Count the lines in the entries below that contain the word "tree". Reply with only that number.

BEGIN Data for processing

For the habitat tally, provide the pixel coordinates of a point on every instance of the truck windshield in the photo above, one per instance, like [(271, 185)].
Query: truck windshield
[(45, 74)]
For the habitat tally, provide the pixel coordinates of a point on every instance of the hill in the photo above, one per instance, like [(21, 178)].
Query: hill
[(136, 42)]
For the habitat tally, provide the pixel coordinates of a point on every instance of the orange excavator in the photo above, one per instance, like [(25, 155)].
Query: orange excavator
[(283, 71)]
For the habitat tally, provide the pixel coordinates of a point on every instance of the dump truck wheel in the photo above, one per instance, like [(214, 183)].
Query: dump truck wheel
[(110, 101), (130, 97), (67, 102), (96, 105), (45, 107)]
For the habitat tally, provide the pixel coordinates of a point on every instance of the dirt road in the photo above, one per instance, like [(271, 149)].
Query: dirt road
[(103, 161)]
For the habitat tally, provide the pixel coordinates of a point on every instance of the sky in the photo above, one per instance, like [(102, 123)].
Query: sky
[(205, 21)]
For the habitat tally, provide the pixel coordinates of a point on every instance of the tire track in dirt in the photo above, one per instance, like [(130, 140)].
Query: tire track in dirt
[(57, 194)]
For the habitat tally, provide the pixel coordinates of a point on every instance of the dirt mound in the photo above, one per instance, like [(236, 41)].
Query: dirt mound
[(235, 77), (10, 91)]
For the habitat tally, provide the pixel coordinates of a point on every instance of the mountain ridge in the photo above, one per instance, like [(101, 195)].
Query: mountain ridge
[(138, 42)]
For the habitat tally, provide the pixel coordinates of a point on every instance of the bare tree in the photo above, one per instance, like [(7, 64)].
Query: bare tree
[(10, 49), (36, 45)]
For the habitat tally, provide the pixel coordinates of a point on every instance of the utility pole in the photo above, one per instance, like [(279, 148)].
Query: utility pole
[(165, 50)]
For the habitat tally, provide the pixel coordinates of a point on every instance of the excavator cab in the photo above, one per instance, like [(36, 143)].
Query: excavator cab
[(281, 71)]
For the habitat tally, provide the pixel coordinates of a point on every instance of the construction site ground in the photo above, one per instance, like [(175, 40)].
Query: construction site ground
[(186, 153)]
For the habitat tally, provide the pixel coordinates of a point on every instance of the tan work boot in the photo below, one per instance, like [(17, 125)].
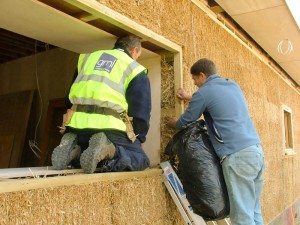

END Data for processing

Complete output: 2